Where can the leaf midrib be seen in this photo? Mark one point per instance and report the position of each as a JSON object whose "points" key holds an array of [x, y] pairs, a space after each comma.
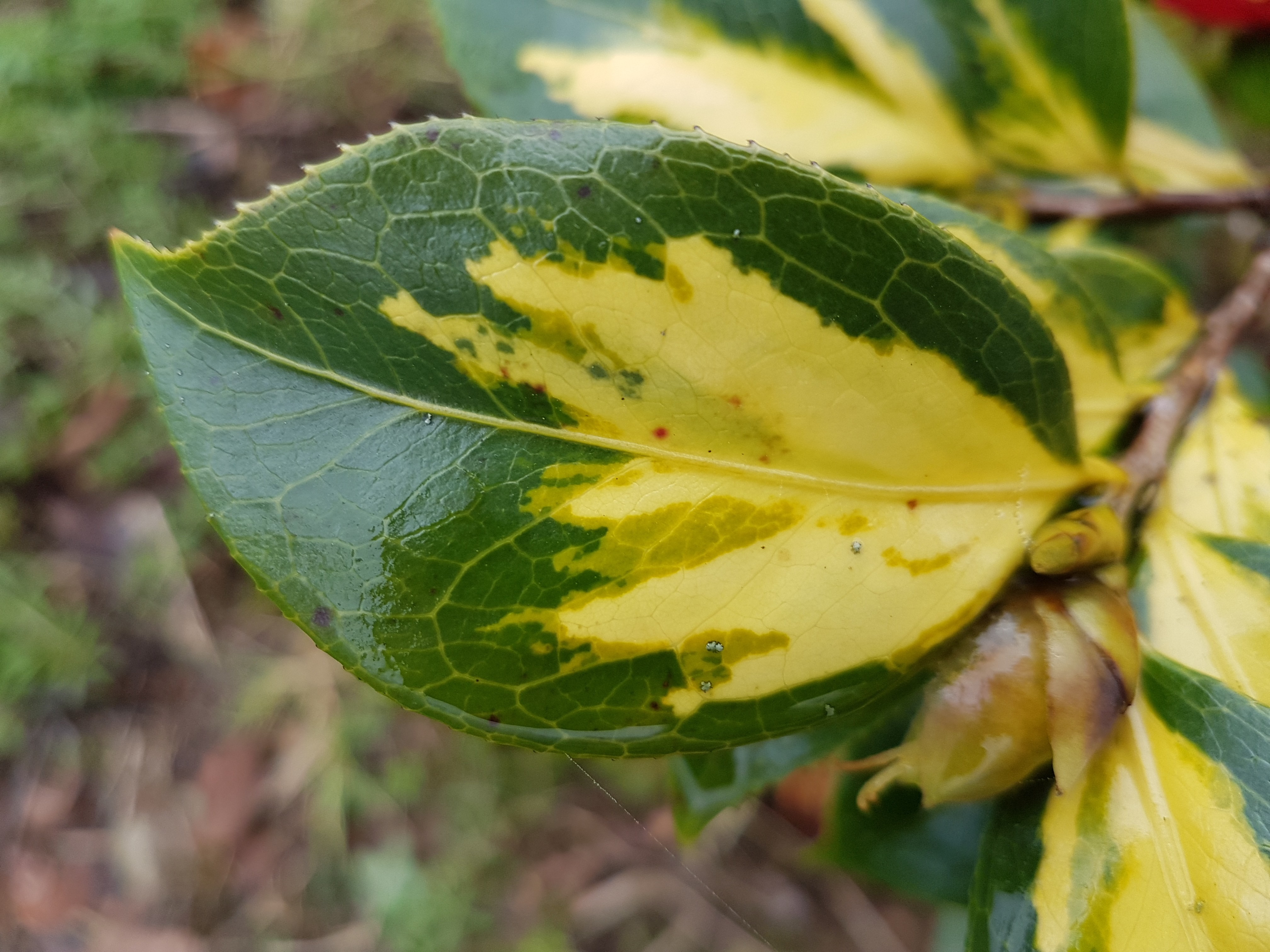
{"points": [[638, 450]]}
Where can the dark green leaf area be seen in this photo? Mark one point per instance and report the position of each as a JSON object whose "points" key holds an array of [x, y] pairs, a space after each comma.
{"points": [[925, 853], [1231, 729], [1003, 916], [703, 785], [1166, 89], [1084, 44], [1253, 376], [929, 855], [303, 275], [1128, 291], [401, 542], [1029, 257], [1254, 557]]}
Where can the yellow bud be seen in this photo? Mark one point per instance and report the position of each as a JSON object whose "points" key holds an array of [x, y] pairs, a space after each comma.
{"points": [[1079, 540], [1042, 677]]}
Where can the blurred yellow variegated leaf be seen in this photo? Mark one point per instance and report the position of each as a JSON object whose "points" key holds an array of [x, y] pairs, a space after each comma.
{"points": [[1206, 582], [1165, 842], [826, 81], [1175, 143]]}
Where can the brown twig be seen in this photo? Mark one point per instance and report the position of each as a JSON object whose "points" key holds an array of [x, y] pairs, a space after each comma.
{"points": [[1053, 205], [1147, 460]]}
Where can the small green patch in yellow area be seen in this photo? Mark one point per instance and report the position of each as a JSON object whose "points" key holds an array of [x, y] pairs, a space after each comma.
{"points": [[708, 657], [853, 524], [680, 286], [920, 567], [561, 483], [676, 537]]}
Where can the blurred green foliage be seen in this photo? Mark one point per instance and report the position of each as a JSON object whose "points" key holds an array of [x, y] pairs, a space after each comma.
{"points": [[48, 657], [70, 169]]}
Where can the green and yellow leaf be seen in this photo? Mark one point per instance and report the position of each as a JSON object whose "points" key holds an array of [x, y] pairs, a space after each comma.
{"points": [[830, 83], [1165, 842], [1118, 319], [1175, 141], [608, 439], [1204, 588]]}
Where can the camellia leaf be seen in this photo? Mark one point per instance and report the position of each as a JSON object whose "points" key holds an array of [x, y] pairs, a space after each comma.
{"points": [[1204, 587], [703, 785], [1148, 315], [827, 81], [1095, 356], [1057, 81], [1175, 141], [1165, 842], [606, 439]]}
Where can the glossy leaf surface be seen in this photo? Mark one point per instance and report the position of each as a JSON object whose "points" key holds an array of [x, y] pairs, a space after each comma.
{"points": [[1165, 843], [1117, 318], [606, 439]]}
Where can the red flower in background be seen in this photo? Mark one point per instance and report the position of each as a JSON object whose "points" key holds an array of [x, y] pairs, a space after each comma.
{"points": [[1223, 13]]}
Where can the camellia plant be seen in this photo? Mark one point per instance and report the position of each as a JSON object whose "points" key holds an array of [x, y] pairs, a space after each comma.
{"points": [[613, 439]]}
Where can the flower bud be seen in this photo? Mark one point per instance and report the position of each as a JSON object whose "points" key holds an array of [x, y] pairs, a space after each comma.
{"points": [[1043, 677], [1079, 540]]}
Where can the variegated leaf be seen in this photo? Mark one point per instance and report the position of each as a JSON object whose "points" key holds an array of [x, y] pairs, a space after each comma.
{"points": [[1165, 843], [1118, 319], [1175, 143], [606, 439], [827, 81], [1204, 588]]}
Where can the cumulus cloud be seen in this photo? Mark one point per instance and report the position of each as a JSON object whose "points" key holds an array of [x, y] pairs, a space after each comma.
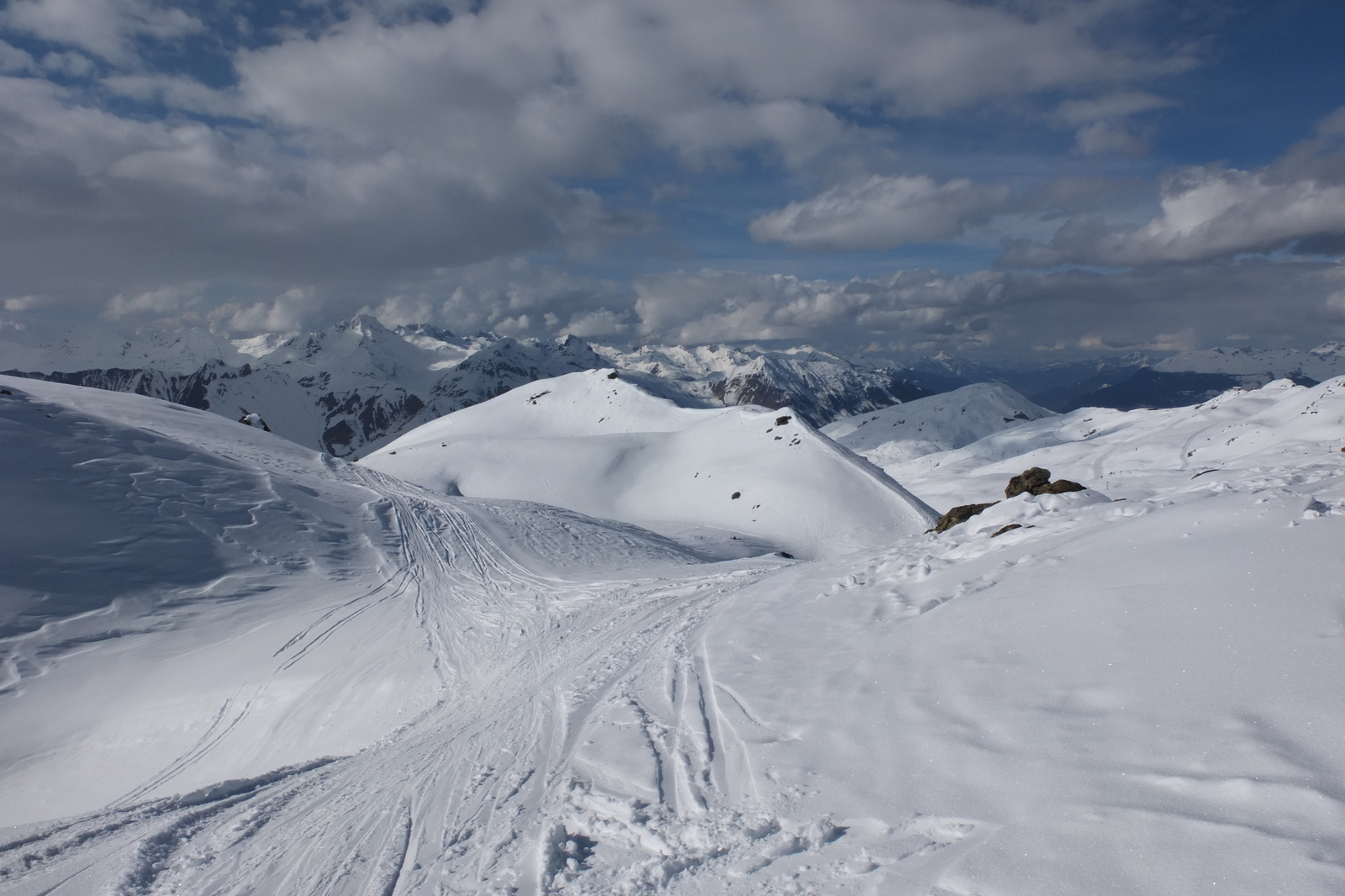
{"points": [[163, 300], [107, 29], [1103, 124], [880, 213], [380, 143], [289, 311], [1210, 212], [1156, 308]]}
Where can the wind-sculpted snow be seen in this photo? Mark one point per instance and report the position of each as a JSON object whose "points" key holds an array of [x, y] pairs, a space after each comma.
{"points": [[603, 447], [470, 696]]}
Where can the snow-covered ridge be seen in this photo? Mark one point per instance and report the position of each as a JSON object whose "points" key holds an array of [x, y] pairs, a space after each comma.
{"points": [[600, 445], [356, 385], [936, 423], [1318, 363], [284, 674]]}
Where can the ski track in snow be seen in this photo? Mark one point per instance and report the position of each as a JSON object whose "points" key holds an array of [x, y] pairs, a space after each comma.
{"points": [[584, 741]]}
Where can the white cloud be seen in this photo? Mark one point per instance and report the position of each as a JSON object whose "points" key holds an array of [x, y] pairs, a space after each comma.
{"points": [[880, 213], [1205, 213], [163, 300], [103, 27], [1116, 105], [1210, 212], [288, 311], [24, 303]]}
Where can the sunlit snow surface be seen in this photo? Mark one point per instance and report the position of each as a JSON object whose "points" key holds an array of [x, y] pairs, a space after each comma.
{"points": [[235, 667]]}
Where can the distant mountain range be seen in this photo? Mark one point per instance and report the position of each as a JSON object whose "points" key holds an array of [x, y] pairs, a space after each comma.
{"points": [[356, 385]]}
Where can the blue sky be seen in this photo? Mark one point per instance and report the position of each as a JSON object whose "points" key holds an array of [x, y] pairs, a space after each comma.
{"points": [[908, 175]]}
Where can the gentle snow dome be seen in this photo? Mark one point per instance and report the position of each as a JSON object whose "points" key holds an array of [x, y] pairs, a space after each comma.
{"points": [[891, 175]]}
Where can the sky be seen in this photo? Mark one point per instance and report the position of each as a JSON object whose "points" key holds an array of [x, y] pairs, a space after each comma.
{"points": [[1044, 177]]}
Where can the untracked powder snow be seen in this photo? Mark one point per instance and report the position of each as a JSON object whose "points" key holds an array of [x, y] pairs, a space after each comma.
{"points": [[538, 646]]}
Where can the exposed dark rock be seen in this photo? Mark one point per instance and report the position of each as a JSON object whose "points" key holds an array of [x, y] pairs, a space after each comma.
{"points": [[253, 420], [959, 514], [1033, 481]]}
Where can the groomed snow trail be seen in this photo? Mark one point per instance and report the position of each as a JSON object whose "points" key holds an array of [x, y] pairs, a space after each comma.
{"points": [[482, 793], [1134, 690]]}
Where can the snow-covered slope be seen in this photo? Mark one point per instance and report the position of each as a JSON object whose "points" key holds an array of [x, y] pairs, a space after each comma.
{"points": [[603, 447], [936, 423], [1118, 697], [187, 599], [1320, 363]]}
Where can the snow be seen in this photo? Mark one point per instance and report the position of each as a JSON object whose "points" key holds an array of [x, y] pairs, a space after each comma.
{"points": [[248, 667], [935, 423], [1320, 363], [604, 447]]}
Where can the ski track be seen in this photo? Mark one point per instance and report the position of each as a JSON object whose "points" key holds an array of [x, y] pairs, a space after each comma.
{"points": [[490, 790], [504, 786]]}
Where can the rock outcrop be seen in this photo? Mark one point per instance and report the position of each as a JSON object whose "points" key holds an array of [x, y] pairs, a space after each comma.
{"points": [[1037, 482]]}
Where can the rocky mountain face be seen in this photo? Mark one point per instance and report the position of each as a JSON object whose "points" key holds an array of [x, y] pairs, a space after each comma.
{"points": [[356, 385], [818, 385]]}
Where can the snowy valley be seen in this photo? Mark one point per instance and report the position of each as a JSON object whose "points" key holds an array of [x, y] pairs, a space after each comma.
{"points": [[580, 638], [358, 385]]}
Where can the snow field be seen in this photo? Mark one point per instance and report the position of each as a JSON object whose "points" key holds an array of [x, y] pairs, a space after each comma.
{"points": [[1120, 696]]}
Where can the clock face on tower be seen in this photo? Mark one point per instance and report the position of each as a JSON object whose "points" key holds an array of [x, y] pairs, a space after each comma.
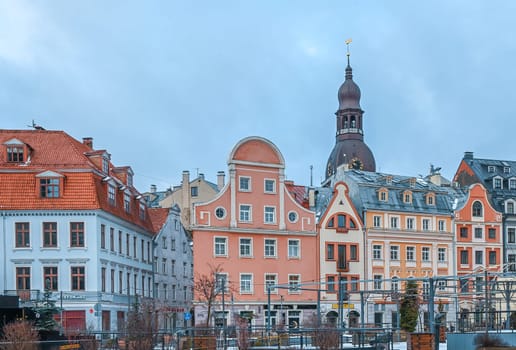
{"points": [[356, 164]]}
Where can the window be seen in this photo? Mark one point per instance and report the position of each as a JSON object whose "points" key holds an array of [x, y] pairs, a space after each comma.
{"points": [[293, 248], [353, 252], [245, 183], [492, 257], [50, 277], [441, 254], [269, 215], [394, 222], [407, 197], [23, 278], [425, 254], [49, 234], [330, 252], [127, 203], [395, 252], [411, 253], [377, 252], [194, 191], [270, 247], [293, 283], [15, 153], [477, 209], [112, 239], [111, 194], [377, 221], [220, 213], [220, 246], [246, 283], [330, 284], [382, 196], [78, 277], [342, 261], [270, 281], [270, 186], [395, 284], [49, 188], [410, 224], [464, 259], [22, 235], [479, 257], [377, 284], [246, 247], [511, 235], [245, 213]]}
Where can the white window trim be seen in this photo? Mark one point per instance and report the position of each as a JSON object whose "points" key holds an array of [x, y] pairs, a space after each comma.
{"points": [[250, 247], [251, 289], [265, 186], [265, 215], [250, 213], [249, 182], [273, 290], [215, 246], [298, 248]]}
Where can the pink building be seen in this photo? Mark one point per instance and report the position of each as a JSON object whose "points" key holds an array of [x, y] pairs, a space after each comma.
{"points": [[259, 235]]}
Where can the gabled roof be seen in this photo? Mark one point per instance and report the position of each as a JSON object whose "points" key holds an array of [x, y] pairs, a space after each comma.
{"points": [[83, 186], [364, 188]]}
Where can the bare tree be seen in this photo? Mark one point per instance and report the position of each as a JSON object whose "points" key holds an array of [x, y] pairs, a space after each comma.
{"points": [[208, 288], [20, 335]]}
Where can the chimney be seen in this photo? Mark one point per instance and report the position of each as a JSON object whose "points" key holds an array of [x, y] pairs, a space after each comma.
{"points": [[88, 141], [220, 179]]}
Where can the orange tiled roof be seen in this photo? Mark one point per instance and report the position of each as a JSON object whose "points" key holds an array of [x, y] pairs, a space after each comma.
{"points": [[82, 186], [158, 217]]}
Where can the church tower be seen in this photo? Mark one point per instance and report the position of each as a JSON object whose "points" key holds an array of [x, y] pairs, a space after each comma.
{"points": [[350, 148]]}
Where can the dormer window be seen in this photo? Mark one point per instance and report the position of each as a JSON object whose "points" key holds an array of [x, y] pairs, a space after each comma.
{"points": [[105, 165], [383, 195], [430, 199], [49, 184], [497, 183], [407, 197], [111, 194]]}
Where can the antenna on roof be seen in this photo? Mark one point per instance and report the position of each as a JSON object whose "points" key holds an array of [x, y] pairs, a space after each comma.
{"points": [[35, 126]]}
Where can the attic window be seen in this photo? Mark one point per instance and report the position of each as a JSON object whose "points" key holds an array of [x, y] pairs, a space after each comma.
{"points": [[49, 187], [15, 154], [430, 199]]}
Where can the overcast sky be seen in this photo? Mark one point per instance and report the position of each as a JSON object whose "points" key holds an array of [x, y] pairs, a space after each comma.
{"points": [[167, 86]]}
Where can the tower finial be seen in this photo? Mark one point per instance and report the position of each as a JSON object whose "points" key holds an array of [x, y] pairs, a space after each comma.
{"points": [[347, 48]]}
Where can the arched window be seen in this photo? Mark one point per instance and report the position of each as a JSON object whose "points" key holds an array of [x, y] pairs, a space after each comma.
{"points": [[477, 209]]}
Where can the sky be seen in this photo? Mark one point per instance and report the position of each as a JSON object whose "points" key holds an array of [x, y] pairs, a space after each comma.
{"points": [[167, 86]]}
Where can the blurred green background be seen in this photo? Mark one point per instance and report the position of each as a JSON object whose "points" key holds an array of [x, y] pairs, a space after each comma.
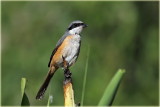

THE TASK: Find each line in the entries above that contains the word "covered" and copy those lines out in full. Case matters.

EXERCISE ANSWER:
Where can the snow-covered ridge be seen in this photo? Mark one point per instance and report the position of each as a JSON object whose "points" key holds an array of [x, y] pairs, a space after each comma.
Where can the snow-covered slope be seen in this photo? Mark one point per instance and report the position of each as a JSON object whose "points" key holds an array of [x, y] pairs, a space after each comma.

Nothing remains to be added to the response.